** WHAT THIS TASK INVOLVES **
Transcribe all records exactly.
>> BEGIN GIVEN INFORMATION
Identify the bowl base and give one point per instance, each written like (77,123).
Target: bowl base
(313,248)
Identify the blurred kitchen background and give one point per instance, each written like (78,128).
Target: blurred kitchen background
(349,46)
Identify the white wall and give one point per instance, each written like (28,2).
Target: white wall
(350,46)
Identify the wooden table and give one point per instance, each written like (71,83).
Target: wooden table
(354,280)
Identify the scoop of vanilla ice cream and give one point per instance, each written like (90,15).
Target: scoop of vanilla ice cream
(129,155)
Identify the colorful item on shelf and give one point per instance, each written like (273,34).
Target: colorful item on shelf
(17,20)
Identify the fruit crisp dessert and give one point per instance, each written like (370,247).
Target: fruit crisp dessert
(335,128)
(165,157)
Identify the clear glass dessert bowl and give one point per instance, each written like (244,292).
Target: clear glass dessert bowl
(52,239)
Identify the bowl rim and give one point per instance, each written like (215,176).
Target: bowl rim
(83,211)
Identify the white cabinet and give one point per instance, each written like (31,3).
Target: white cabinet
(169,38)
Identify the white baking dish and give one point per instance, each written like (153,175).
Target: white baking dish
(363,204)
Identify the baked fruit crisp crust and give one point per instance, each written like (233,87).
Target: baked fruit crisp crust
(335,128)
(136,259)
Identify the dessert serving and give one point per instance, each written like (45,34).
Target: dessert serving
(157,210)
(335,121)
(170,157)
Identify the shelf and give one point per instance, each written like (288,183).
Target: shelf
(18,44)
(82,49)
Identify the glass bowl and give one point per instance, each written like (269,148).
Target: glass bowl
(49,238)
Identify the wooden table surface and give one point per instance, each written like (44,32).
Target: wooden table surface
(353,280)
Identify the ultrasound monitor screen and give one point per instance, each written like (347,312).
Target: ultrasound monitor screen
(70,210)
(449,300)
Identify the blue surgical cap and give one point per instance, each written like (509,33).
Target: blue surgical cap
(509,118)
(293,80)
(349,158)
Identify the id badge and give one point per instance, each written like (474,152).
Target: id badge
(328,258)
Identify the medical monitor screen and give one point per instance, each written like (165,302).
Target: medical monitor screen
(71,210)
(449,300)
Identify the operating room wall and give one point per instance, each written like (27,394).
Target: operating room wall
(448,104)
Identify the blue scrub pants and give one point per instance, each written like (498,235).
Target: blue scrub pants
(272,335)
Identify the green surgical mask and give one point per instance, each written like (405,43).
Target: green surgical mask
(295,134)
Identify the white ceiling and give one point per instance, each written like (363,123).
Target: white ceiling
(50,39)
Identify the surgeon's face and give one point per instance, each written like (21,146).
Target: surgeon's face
>> END GIVEN INFORMATION
** OUTPUT OF THE TASK **
Identify the bowl base and give one point per instance, each written like (77,123).
Target: bowl base
(313,248)
Identify the blurred kitchen background and give one point per instance, each written like (78,128).
Target: blurred kitchen background
(349,46)
Identify the white wall and give one point per instance, each written like (28,2).
Target: white wall
(350,46)
Identify the wooden table and give one point per instance, each written like (71,83).
Target: wooden table
(354,280)
Identify the scoop of vanilla ice cream and give one point per instance, each written like (90,15).
Target: scoop of vanilla ice cream
(129,155)
Identify the colorful item on shelf and give one point per instance, each written like (273,34).
Target: colorful item on shelf
(17,20)
Identify the fruit crisp dessert and give one point per instance, each written like (370,247).
Target: fruit crisp dessert
(335,128)
(165,157)
Identify the clear glass dessert bowl and give one point per instance, each written like (244,292).
Target: clear glass dessert bowl
(52,239)
Identify the bowl rim and give one point per instance, each written like (215,176).
Target: bowl rim
(83,211)
Identify the white cabinet and give one point per instance, each written like (31,3).
Target: white cabinet
(169,38)
Identify the white baking dish and give one point per instance, each written like (153,175).
Target: white baking dish
(363,204)
Identify the baked fruit crisp crust and give one point per instance, each written like (233,87).
Target: baked fruit crisp crust
(335,128)
(136,259)
Identify the dessert serving and give one point per instance, each written like (45,34).
Target: dessert serving
(157,210)
(335,121)
(170,157)
Identify the shelf and give one point per instance, each written like (288,183).
Target: shelf
(18,44)
(82,49)
Identify the glass bowl and give one point per instance, each written like (269,148).
Target: glass bowl
(49,238)
Identify the wooden table surface and give one point per instance, each written like (44,32).
Target: wooden table surface
(353,280)
Identify the ultrasound monitor screen and give one point per instance, each written like (347,312).
Target: ultrasound monitor screen
(70,210)
(449,300)
Identify the blue surgical cap and give one point per instance, each written like (509,33).
Target: blue surgical cap
(509,118)
(293,80)
(349,158)
Identify the id badge and give one point per instance, each written like (474,152).
Target: id badge
(328,258)
Identify the medical monitor screen and give one point per instance, each written like (165,302).
Target: medical monitor screen
(71,210)
(449,300)
Identify the operating room wall and give one point per instance, each written like (27,394).
Target: operating room wall
(448,104)
Identify the blue scrub pants and give one point per instance, each written like (498,235).
Target: blue scrub pants
(272,335)
Identify the green surgical mask and give one point per instance, each written like (405,43).
Target: green surgical mask
(295,134)
Identify the white ceiling and give one point per instance, each written like (363,123).
Target: white ceiling
(50,39)
Identify the surgeon's face and give one point per instance, each written like (21,146).
Target: surgeon's face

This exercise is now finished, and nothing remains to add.